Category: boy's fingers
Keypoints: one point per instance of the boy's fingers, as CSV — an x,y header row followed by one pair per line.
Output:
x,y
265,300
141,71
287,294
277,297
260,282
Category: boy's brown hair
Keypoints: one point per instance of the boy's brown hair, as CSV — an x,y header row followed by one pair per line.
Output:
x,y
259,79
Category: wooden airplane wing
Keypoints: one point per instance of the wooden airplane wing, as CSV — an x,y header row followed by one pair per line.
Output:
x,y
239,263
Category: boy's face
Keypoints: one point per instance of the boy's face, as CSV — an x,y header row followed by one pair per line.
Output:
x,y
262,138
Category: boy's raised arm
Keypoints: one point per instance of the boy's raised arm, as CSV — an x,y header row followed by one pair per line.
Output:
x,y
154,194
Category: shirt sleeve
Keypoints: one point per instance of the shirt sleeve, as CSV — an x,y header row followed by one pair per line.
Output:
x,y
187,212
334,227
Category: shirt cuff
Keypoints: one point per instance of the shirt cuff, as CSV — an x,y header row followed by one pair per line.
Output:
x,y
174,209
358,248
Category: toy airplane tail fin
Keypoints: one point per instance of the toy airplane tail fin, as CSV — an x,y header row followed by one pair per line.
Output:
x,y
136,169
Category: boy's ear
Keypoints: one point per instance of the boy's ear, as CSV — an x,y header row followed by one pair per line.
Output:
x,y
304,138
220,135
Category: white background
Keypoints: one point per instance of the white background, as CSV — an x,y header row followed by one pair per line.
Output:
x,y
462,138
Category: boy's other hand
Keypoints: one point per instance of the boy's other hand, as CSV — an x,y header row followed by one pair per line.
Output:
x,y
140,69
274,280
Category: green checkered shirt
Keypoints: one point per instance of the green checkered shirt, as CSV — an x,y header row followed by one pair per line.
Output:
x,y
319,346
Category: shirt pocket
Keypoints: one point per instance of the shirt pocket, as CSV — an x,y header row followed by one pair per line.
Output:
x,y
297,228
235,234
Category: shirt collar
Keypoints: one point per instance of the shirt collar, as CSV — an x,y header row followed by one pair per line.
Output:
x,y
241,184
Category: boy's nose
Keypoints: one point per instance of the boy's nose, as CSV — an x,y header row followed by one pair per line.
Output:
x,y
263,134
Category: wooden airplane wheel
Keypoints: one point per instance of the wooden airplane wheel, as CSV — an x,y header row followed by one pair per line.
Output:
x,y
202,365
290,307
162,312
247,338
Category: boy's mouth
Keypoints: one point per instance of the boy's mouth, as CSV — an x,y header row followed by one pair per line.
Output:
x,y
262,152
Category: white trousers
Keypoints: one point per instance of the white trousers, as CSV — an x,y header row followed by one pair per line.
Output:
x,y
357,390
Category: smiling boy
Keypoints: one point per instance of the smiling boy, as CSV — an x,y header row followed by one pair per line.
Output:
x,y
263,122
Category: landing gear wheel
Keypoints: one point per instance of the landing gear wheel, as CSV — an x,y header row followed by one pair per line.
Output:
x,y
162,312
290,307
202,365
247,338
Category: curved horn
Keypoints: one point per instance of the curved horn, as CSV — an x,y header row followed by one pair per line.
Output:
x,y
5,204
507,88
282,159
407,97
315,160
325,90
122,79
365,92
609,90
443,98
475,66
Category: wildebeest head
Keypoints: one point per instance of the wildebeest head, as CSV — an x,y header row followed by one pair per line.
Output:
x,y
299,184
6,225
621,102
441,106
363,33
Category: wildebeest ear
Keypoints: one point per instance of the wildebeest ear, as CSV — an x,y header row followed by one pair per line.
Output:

•••

→ Problem
For every entry above, give it back exactly as written.

→ Response to the task
Category: boy's fingers
Keypoints: one point per instance of the boy's fingers, as CSV — an x,y header row followed by one pair per line.
Output:
x,y
265,300
141,71
287,294
277,297
260,282
Category: boy's brown hair
Keypoints: one point per instance of the boy's brown hair, as CSV — an x,y header row followed by one pair per line.
Output:
x,y
259,79
Category: wooden airplane wing
Keypoints: one point per instance of the wooden airplane wing, as CSV — an x,y header row followed by one pair per line.
Output:
x,y
239,263
Category: boy's face
Keypoints: one point per instance of the boy's face, as CSV — an x,y header row followed by one pair per line.
Output:
x,y
262,138
Category: boy's raised arm
Keypoints: one point per instance of the boy's raised arm, as CSV — an x,y header row followed by one pair per line.
Output:
x,y
154,194
Category: shirt sleeve
Keypoints: one point per instance of the shirt sleeve, as CSV — an x,y header row followed by one pair per line.
Output:
x,y
187,212
334,227
Category: shirt cuff
Keypoints: one point per instance of the shirt cuff, as CSV — an x,y header row followed by one pair per line.
Output:
x,y
174,209
358,248
Category: toy airplane tail fin
Keypoints: one point per instance of the toy airplane tail fin, as CSV — an x,y header row followed by one pair per line.
Output:
x,y
136,169
Category: boy's ear
Keypoints: one point per instance of the boy's ear, as CSV — an x,y header row followed by one pair per line.
Output:
x,y
304,138
220,135
Category: white background
Keypoints: one point per instance of the white background, as CSV — an x,y header row followed by one pair per line.
Output:
x,y
462,138
Category: boy's other hand
Keypoints: one point per instance of the boy's other hand, as CSV — an x,y header row followed by one pair per line.
Output:
x,y
140,69
274,280
Category: green checkered shirt
Keypoints: one point per instance of the green checkered shirt, as CSV — an x,y header row followed by one pair per line.
Output:
x,y
319,346
Category: shirt pocket
Keypoints: one point per instance of the shirt pocket, as CSV — an x,y header row followed by one pair per line.
Output:
x,y
297,228
235,234
Category: shirt collar
Keypoints: one point per instance of the shirt collar, as CSV — an x,y header row followed by one pair per line.
Output:
x,y
241,184
Category: boy's nose
Keypoints: one point per instance of the boy's nose, as CSV — an x,y header row followed by one pair per line.
Output:
x,y
263,134
Category: wooden airplane wheel
Keypoints: one point per instance of the wooden airplane wheel, as CSV — an x,y header row followed by one pair per line.
Output:
x,y
202,365
290,307
162,312
247,338
Category: boy's mouth
Keypoints: one point per instance of the boy's mouth, as CSV — an x,y header row followed by one pair per line.
Output:
x,y
262,152
Category: white trousers
Keypoints: one point per instance of the white trousers, as CSV — an x,y header row followed by one pair per line.
Output:
x,y
357,390
Category: smiling boy
Keypoints: one point per instance of the smiling boy, as CSV — an x,y header row followed by one pair per line.
Output:
x,y
263,122
Category: landing gear wheel
Keypoints: one point per instance of the landing gear wheel, as CSV — an x,y header row followed by one pair per line.
Output:
x,y
162,312
290,307
202,365
247,338
Category: curved horn
Keypoints: one point per instance of the curved horn, as CSV — an x,y header row followed by one pair per line.
Output:
x,y
5,204
507,88
282,159
407,97
315,160
325,90
122,79
365,92
609,90
443,98
475,66
Category: wildebeest head
Keypoints: one point per instance of the wildebeest head, as CSV — an x,y header row followed by one pair per line.
Output:
x,y
299,184
6,225
621,102
441,106
363,33
Category: wildebeest ear
Keypoints: one point per instance of the wildebeest ear, as CSV — an x,y header row followed by one pair per line.
Output:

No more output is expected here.